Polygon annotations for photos
---------------
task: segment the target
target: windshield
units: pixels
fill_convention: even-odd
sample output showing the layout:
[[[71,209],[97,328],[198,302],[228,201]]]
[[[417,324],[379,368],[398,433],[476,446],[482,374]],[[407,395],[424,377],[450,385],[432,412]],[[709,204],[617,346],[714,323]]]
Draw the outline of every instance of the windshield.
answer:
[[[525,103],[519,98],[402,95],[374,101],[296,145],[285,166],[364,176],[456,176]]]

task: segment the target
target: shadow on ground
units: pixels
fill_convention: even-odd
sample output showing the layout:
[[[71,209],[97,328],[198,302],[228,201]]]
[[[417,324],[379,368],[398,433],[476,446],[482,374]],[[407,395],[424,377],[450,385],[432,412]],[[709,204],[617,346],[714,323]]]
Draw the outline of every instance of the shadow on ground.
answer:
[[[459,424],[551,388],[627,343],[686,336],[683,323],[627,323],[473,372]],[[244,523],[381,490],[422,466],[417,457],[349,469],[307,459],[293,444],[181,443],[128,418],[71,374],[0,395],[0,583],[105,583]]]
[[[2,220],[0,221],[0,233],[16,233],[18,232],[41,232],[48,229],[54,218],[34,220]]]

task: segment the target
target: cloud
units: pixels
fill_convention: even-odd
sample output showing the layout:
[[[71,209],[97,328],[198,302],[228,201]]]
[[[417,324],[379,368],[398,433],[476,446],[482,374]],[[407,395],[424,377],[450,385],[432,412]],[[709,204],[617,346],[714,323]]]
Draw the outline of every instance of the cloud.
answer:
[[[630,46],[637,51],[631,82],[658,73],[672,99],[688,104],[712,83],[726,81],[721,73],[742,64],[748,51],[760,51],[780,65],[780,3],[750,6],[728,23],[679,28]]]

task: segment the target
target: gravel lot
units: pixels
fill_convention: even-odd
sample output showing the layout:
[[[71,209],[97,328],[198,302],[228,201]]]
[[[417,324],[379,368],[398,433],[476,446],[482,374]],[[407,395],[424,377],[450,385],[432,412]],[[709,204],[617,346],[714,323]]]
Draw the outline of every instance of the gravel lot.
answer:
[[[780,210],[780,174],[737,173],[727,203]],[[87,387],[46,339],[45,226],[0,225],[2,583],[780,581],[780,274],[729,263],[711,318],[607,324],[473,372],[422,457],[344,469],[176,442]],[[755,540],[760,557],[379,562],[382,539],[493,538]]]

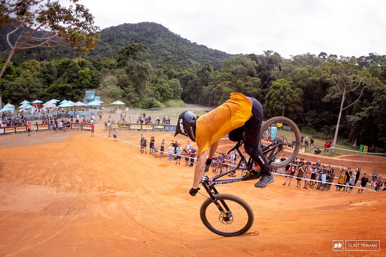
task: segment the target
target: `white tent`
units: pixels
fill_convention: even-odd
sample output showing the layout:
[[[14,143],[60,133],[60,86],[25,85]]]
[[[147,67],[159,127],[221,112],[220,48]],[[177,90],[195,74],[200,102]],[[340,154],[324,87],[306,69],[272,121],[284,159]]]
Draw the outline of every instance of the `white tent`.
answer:
[[[51,108],[56,107],[56,105],[51,102],[47,102],[43,104],[43,107],[45,108]]]
[[[74,106],[86,106],[87,105],[85,103],[82,103],[82,102],[80,102],[79,101],[78,101],[76,103],[73,103],[73,105],[74,105]]]

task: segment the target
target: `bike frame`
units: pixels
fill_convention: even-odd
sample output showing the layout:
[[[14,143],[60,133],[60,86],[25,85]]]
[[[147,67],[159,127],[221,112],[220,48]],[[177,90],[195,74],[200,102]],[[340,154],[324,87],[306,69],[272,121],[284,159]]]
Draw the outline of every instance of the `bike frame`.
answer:
[[[237,151],[237,152],[239,153],[240,157],[240,161],[239,162],[239,164],[236,167],[231,169],[229,171],[223,172],[210,179],[207,175],[205,175],[205,173],[207,172],[207,171],[205,171],[204,172],[204,175],[201,180],[201,183],[202,185],[202,186],[205,189],[205,191],[206,191],[208,194],[209,195],[210,200],[212,200],[212,201],[213,202],[215,205],[216,205],[216,206],[218,209],[218,210],[222,215],[223,216],[223,220],[227,221],[229,221],[230,220],[230,218],[232,215],[232,211],[230,211],[229,207],[228,207],[228,206],[225,203],[225,201],[223,200],[220,200],[220,201],[221,203],[222,206],[224,206],[224,208],[225,208],[225,210],[224,210],[224,208],[222,207],[221,205],[218,204],[217,199],[215,197],[215,195],[218,194],[219,193],[218,193],[218,191],[217,191],[217,189],[216,189],[216,188],[215,187],[215,185],[223,184],[233,183],[234,182],[237,182],[240,181],[247,181],[248,180],[251,180],[252,179],[256,179],[260,178],[262,175],[261,169],[259,167],[258,167],[254,169],[254,170],[256,172],[256,174],[255,176],[252,177],[246,176],[245,177],[239,177],[239,178],[232,178],[217,180],[220,178],[233,172],[235,171],[238,170],[251,171],[252,170],[252,168],[253,167],[253,164],[255,162],[254,161],[253,161],[251,156],[249,156],[249,159],[247,162],[247,160],[245,158],[244,158],[244,156],[243,156],[240,150],[240,149],[239,149],[239,147],[241,146],[244,142],[243,140],[239,141],[233,147],[232,147],[232,149],[229,150],[229,151],[228,152],[228,154],[229,154],[230,152],[233,150],[236,150]],[[265,155],[266,154],[274,150],[275,149],[278,148],[278,147],[282,147],[283,145],[283,144],[282,142],[281,143],[279,142],[279,144],[275,144],[274,145],[273,142],[262,149],[262,151],[263,154]],[[271,155],[271,159],[270,159],[269,162],[269,163],[271,163],[272,162],[272,160],[273,159],[272,158],[272,156],[273,155],[274,157],[276,157],[276,156],[277,156],[278,154],[279,151],[279,150],[278,150],[276,152],[276,153],[274,153],[273,154]],[[242,163],[245,163],[246,164],[245,167],[240,167],[240,165]]]

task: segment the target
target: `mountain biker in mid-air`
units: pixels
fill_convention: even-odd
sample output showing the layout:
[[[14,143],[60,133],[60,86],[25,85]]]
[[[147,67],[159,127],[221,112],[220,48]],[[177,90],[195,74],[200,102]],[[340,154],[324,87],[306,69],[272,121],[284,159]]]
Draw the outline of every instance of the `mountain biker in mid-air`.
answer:
[[[206,161],[199,158],[195,170],[193,187],[189,193],[195,196],[203,175],[205,166],[209,167],[212,157],[215,152],[218,140],[229,134],[229,139],[238,142],[244,140],[245,151],[261,168],[262,176],[255,184],[262,188],[275,181],[265,157],[259,150],[259,133],[263,117],[262,107],[252,97],[240,93],[232,93],[230,99],[215,109],[201,117],[190,111],[181,113],[178,118],[175,137],[178,134],[188,136],[196,142],[197,156],[208,156]],[[256,176],[256,173],[252,172]]]

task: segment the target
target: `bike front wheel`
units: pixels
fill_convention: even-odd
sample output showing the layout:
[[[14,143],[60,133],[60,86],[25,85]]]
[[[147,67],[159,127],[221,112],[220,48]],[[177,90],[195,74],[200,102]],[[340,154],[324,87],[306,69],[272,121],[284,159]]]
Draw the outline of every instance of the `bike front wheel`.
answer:
[[[269,139],[270,136],[271,139]],[[272,167],[280,168],[289,164],[299,152],[300,132],[295,123],[288,118],[278,117],[269,119],[261,127],[259,136],[261,144],[259,144],[259,149]],[[283,155],[285,155],[286,160],[282,161]],[[280,161],[275,162],[277,157]]]
[[[200,210],[201,220],[208,230],[221,236],[232,237],[244,234],[251,228],[253,224],[253,212],[245,201],[225,194],[215,197],[229,220],[225,220],[223,214],[208,198],[204,201]]]

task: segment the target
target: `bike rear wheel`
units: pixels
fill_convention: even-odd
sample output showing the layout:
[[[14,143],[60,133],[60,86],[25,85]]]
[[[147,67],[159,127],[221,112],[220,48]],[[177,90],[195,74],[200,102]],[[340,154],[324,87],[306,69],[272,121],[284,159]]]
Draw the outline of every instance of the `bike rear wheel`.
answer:
[[[215,203],[208,198],[201,205],[200,216],[208,230],[221,236],[232,237],[243,234],[251,228],[253,224],[253,212],[245,201],[225,194],[216,195],[215,197],[230,219],[228,221],[224,220]]]
[[[272,142],[268,139],[271,135]],[[291,162],[296,157],[300,147],[300,132],[298,126],[293,121],[285,117],[274,117],[264,123],[260,130],[260,141],[264,148],[270,146],[268,152],[264,153],[266,161],[273,168],[280,168]],[[296,141],[294,145],[292,142]],[[259,150],[263,152],[261,144],[259,144]],[[275,147],[275,145],[281,145]],[[281,159],[285,155],[286,160],[274,162],[276,157]]]

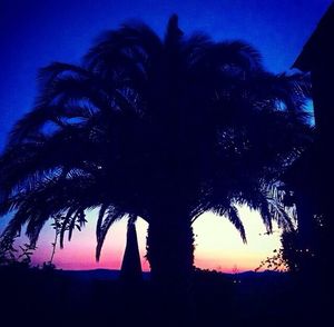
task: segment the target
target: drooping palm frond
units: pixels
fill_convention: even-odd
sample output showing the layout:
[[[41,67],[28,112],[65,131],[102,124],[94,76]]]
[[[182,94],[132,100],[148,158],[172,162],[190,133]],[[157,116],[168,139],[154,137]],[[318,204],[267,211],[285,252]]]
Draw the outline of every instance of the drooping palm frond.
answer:
[[[237,205],[258,210],[268,231],[291,228],[275,184],[313,139],[304,75],[267,72],[247,42],[186,37],[173,16],[163,39],[124,24],[82,65],[53,62],[39,82],[0,157],[0,214],[16,212],[8,239],[27,222],[36,241],[59,214],[62,247],[92,207],[97,259],[116,220],[153,221],[166,207],[193,221],[213,210],[244,241]]]

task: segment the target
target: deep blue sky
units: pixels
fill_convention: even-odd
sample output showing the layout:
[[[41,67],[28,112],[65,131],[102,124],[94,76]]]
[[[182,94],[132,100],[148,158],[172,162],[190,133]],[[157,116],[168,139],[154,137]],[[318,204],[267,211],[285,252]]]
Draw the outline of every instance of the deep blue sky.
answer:
[[[31,108],[38,68],[78,62],[104,30],[137,18],[160,34],[171,13],[189,33],[244,39],[266,67],[287,70],[331,0],[0,0],[0,149],[13,122]]]

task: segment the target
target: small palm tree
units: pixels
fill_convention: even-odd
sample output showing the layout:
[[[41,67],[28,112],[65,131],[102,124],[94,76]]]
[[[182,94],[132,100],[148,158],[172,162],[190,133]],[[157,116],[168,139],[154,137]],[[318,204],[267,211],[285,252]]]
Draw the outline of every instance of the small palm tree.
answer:
[[[99,208],[99,258],[109,227],[138,216],[153,278],[180,285],[203,212],[227,217],[244,241],[237,205],[259,210],[268,230],[291,228],[276,186],[311,139],[304,76],[267,72],[245,42],[185,37],[173,16],[164,39],[124,24],[80,66],[51,63],[39,81],[0,158],[0,214],[14,211],[2,241],[28,222],[35,244],[56,214],[70,236]]]

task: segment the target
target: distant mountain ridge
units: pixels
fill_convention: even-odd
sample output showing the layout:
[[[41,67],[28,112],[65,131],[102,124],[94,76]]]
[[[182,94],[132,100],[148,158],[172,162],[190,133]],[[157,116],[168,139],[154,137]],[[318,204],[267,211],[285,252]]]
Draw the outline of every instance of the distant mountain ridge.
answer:
[[[61,276],[73,277],[82,280],[117,280],[120,275],[120,270],[116,269],[91,269],[91,270],[62,270],[57,269],[57,274]],[[212,271],[208,271],[210,274]],[[265,270],[265,271],[243,271],[238,274],[228,274],[228,272],[219,272],[217,274],[225,276],[225,277],[234,277],[237,276],[239,279],[253,279],[259,277],[275,277],[275,276],[283,276],[286,272],[279,272],[274,270]],[[145,280],[149,279],[150,272],[143,271],[143,278]]]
---------------
**TASK DETAILS**
Which lines in the data above contain the string "gravel"? List every one of them.

**RESPONSE**
target: gravel lot
Draw the outline of every instance of the gravel lot.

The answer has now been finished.